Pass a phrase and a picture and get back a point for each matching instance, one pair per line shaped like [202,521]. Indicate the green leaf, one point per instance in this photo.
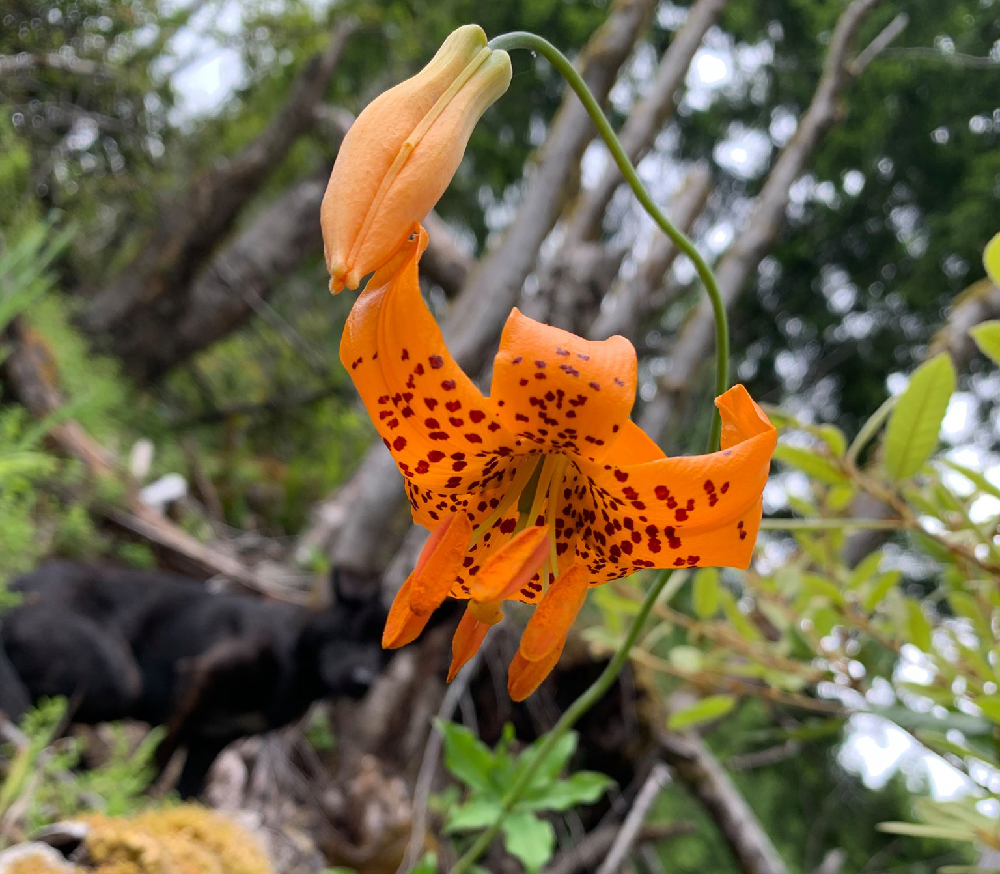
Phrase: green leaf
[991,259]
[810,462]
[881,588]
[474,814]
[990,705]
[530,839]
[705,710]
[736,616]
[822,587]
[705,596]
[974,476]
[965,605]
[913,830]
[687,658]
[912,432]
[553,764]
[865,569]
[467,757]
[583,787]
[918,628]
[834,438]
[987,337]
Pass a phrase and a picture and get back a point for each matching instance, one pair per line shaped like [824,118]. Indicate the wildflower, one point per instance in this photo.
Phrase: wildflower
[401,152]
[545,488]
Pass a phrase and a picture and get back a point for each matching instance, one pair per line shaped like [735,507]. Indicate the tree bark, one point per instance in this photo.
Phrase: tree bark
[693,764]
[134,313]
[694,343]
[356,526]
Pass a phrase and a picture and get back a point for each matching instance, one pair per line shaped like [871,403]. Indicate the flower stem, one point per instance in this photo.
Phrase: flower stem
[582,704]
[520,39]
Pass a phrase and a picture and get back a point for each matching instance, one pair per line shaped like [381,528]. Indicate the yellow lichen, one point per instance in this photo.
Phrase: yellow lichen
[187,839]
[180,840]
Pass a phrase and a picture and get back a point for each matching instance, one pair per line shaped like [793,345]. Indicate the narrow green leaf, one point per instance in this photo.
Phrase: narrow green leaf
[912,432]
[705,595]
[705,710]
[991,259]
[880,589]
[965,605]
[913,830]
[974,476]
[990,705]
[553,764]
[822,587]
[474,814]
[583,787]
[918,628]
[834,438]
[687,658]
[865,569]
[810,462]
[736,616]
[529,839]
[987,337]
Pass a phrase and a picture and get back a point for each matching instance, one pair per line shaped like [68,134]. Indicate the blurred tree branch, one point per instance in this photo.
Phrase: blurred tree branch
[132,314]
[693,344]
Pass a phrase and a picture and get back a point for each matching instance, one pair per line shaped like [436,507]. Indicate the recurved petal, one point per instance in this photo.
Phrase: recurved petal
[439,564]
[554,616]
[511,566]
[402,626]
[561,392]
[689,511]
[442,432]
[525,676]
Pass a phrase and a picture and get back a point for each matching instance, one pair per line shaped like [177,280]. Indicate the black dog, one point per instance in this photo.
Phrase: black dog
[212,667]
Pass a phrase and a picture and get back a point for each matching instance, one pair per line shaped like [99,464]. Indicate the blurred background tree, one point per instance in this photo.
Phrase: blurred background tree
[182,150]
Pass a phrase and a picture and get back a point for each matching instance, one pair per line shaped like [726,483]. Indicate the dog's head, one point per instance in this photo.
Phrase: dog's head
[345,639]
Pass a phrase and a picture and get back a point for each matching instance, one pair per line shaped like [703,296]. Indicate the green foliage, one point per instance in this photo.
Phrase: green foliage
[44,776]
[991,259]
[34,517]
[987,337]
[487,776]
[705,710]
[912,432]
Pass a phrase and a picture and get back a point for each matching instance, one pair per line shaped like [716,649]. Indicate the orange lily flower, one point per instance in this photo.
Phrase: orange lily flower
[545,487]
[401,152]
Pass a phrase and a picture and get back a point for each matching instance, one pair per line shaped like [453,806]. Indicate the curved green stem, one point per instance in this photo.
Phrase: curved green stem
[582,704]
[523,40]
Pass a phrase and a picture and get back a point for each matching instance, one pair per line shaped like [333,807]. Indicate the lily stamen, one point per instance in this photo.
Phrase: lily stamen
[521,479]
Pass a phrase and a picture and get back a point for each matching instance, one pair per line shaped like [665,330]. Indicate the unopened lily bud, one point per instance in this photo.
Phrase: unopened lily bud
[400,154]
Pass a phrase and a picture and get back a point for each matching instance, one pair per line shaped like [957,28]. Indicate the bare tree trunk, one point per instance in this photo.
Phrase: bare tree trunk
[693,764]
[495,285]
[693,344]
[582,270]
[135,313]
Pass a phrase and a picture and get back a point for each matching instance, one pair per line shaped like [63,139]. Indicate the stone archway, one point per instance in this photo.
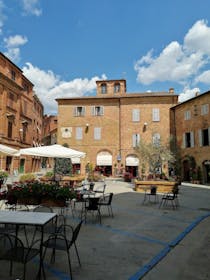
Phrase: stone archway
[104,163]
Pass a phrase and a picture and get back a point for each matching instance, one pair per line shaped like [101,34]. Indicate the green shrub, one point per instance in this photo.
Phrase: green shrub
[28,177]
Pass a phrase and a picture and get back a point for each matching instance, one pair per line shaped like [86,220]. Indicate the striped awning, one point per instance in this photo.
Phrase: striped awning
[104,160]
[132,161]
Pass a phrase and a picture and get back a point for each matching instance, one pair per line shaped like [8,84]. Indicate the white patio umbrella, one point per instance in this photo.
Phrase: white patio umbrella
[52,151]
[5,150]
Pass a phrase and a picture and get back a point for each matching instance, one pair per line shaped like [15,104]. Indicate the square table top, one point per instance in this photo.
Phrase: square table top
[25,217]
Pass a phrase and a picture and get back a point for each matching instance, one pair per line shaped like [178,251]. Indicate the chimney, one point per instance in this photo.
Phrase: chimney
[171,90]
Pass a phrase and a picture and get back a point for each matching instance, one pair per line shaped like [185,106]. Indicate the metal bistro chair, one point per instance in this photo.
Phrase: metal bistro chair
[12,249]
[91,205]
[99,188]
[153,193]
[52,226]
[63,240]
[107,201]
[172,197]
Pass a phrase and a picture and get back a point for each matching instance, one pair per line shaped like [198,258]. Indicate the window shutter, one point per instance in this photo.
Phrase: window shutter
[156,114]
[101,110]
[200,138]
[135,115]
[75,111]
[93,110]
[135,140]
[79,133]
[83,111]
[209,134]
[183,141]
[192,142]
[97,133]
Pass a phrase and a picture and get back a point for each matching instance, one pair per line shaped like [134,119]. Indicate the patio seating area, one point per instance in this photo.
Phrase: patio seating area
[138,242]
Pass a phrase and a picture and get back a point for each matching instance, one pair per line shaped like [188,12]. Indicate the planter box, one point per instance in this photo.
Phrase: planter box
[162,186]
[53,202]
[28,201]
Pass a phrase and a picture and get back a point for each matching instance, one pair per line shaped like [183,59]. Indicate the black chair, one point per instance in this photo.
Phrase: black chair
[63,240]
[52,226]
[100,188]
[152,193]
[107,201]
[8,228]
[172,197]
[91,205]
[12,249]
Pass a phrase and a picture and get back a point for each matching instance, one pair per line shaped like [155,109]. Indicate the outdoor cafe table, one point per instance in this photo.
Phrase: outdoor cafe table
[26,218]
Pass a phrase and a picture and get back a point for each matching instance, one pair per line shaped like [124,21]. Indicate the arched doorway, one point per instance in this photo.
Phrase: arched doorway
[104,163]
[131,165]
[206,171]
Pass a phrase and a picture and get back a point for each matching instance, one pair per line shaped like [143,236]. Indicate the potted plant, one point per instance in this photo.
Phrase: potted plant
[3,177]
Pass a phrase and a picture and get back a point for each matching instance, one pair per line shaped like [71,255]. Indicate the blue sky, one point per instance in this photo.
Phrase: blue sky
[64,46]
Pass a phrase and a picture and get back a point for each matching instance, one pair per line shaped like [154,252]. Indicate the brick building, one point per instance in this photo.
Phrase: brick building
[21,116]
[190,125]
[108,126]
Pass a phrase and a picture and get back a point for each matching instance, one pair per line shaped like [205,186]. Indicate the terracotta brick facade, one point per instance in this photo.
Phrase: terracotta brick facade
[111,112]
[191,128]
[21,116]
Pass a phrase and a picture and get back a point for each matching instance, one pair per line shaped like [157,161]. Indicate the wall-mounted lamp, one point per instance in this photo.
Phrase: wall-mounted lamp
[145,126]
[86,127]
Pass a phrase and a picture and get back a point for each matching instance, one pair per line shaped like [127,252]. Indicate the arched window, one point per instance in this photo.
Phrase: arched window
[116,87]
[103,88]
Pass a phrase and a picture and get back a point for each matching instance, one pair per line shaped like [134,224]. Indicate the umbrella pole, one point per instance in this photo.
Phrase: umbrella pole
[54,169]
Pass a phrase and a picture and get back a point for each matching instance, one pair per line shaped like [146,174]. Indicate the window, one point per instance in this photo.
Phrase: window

Your task
Among the lines above, repeat exactly those from the line with "Phrase: arched doorway" to the line with "plant, one point per instance in this photo.", counting both ends.

Answer below
Phrase: arched doorway
[104,163]
[131,165]
[206,171]
Pass a phrase and a picture and get back a point for each matching instance, one pair per line shaped like [143,236]. Indicate the potted plant, one point per instance in this photo.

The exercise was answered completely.